### [Short problem]
Please copy the records from their start through the line that contains "560,208 -> 705,296", swapping "overcast" for "cloudy" and keeping all else unchanged.

Region labeling records:
■ ■ ■ ■ ■ ■ ■
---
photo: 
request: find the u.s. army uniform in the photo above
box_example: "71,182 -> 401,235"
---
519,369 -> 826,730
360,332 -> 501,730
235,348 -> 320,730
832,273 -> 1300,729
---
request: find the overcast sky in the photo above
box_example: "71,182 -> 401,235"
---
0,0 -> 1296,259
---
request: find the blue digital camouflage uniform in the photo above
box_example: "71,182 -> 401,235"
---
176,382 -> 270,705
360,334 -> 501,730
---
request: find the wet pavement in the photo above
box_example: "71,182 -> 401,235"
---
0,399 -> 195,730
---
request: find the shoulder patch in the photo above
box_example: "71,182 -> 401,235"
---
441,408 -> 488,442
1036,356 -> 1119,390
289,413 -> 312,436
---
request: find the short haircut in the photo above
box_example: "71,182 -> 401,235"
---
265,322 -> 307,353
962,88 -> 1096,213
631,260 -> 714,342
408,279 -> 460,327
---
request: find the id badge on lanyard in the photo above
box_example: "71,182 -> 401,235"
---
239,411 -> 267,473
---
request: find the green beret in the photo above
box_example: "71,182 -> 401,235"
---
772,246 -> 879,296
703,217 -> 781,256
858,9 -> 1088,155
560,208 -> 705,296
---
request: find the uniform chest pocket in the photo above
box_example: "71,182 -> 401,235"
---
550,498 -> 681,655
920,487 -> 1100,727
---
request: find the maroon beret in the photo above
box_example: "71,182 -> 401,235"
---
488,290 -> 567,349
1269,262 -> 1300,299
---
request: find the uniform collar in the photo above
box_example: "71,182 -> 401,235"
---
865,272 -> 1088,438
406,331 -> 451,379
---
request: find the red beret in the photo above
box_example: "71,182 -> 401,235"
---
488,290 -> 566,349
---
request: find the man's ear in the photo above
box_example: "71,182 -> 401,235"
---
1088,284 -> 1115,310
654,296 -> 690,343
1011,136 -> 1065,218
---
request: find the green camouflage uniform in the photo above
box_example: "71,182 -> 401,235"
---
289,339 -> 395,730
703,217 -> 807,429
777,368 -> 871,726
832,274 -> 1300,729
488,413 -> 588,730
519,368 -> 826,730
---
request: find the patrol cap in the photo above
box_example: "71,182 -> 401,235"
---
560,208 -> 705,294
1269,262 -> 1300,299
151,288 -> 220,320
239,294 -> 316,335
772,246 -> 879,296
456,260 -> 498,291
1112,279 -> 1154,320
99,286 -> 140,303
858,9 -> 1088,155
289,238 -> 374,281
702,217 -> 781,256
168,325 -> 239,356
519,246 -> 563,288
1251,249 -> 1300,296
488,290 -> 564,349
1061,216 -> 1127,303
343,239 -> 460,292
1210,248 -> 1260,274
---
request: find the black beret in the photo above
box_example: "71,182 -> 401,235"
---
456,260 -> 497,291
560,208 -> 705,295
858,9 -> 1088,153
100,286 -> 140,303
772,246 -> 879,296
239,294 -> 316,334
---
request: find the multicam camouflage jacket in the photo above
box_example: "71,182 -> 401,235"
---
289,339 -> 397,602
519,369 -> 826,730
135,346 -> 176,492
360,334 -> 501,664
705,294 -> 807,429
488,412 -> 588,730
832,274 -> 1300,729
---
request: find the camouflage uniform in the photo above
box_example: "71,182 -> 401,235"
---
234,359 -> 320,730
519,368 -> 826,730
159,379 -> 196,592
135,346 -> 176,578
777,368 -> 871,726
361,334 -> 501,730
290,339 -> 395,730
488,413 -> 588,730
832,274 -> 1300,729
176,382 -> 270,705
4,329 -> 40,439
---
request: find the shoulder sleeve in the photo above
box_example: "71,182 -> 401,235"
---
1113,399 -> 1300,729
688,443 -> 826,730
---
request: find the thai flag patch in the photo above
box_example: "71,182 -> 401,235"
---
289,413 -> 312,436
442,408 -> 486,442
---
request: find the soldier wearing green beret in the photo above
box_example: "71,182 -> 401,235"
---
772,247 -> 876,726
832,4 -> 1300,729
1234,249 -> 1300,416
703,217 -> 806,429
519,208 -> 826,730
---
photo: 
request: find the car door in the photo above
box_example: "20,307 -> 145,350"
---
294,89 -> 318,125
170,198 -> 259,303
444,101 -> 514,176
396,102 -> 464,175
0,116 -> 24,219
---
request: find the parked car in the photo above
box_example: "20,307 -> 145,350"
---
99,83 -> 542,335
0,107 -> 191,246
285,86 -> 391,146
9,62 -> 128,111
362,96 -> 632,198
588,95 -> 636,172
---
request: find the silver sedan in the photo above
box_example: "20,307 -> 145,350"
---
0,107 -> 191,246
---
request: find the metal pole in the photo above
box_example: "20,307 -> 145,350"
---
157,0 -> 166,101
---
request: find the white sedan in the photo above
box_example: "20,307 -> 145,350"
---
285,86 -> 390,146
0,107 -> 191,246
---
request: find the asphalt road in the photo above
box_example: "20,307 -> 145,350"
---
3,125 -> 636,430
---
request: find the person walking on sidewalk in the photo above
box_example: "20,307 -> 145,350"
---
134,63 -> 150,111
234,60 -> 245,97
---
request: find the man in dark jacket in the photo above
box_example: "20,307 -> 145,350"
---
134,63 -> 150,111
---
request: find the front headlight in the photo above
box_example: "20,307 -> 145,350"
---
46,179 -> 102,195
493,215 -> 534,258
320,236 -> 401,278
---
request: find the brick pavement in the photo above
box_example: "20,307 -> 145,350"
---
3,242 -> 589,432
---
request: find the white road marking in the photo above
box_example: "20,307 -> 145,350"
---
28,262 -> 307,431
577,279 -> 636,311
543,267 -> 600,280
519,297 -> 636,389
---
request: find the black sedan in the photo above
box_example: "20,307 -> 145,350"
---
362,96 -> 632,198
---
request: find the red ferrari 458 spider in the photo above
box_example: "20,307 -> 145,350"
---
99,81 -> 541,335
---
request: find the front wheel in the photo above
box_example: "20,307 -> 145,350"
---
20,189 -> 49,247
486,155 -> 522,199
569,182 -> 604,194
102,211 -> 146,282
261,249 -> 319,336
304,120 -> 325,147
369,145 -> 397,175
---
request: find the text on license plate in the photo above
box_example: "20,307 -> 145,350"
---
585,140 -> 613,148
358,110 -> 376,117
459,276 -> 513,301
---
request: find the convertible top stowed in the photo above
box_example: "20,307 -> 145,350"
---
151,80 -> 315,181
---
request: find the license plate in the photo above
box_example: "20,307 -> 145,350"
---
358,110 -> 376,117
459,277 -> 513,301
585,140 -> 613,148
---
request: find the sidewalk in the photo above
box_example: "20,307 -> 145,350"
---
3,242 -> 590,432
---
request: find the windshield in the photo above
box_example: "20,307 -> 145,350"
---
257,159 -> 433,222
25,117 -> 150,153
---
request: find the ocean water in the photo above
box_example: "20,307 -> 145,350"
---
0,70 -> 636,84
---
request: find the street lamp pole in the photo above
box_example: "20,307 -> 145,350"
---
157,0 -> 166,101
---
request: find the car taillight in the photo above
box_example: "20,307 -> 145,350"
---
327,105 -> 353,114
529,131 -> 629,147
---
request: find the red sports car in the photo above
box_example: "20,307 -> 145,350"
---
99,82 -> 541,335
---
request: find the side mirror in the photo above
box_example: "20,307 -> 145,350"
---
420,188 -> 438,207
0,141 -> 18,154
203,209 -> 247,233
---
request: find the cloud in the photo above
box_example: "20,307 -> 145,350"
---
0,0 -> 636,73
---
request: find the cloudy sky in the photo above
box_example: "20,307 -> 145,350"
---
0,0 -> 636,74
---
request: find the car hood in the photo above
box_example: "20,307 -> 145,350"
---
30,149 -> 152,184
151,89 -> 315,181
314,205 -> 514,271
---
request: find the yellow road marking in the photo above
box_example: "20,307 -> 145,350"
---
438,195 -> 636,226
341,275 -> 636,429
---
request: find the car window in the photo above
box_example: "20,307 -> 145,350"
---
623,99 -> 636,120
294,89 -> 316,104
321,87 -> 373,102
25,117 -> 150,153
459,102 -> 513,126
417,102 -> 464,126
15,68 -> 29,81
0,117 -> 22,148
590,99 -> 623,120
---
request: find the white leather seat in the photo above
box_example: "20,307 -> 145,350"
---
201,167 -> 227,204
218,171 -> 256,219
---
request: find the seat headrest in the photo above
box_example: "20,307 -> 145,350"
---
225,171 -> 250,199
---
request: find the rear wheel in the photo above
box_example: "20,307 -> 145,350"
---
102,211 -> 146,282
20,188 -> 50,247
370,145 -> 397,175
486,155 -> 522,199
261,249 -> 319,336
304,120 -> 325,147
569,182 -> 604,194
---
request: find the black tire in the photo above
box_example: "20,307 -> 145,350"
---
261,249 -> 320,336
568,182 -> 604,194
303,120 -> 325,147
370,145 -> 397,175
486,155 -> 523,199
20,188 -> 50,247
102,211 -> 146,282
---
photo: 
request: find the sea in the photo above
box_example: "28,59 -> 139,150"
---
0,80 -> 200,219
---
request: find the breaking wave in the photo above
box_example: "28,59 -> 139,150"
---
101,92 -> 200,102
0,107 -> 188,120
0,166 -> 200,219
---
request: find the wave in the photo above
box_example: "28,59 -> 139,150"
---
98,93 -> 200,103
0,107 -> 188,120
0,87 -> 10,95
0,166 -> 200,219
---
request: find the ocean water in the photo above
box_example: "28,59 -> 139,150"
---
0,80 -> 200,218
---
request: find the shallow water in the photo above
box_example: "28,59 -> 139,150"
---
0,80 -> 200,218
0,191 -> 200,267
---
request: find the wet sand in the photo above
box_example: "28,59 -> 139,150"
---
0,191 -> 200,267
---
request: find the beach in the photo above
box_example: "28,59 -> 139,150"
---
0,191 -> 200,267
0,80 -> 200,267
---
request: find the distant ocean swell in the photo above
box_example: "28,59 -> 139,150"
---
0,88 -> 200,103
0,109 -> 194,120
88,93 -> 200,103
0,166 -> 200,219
■ ■ ■ ■ ■ ■ ■
### [Complete answer]
---
photo: 
request: find the u.s. army uniform in the photo above
box_example: "71,182 -> 401,235"
---
519,369 -> 826,730
360,332 -> 501,730
235,348 -> 320,730
832,273 -> 1300,729
---
request: find the cloudy sky in the photo above
box_example: "71,182 -> 401,235"
---
0,0 -> 1296,259
---
request: find the blue digital camouflage uniform in the photo above
box_example: "71,182 -> 401,235"
---
176,382 -> 270,705
360,334 -> 501,730
---
request: find the wet pavement in the photo above
box_example: "71,182 -> 401,235"
---
0,399 -> 195,730
---
request: find the shoulder patch in the photo above
box_example: "71,182 -> 401,235"
---
441,408 -> 488,442
1036,356 -> 1119,390
289,413 -> 312,436
---
request: find the short haircut in the photo above
box_example: "71,182 -> 401,235"
---
265,322 -> 307,353
962,88 -> 1096,213
631,260 -> 714,342
408,279 -> 460,327
---
request: find the id badge on lanyard in the photo above
box_example: "71,182 -> 401,235"
---
239,411 -> 267,473
---
request: find the green beret in the photo above
box_example: "71,182 -> 401,235"
---
772,246 -> 879,296
703,217 -> 781,256
858,9 -> 1088,155
560,208 -> 705,296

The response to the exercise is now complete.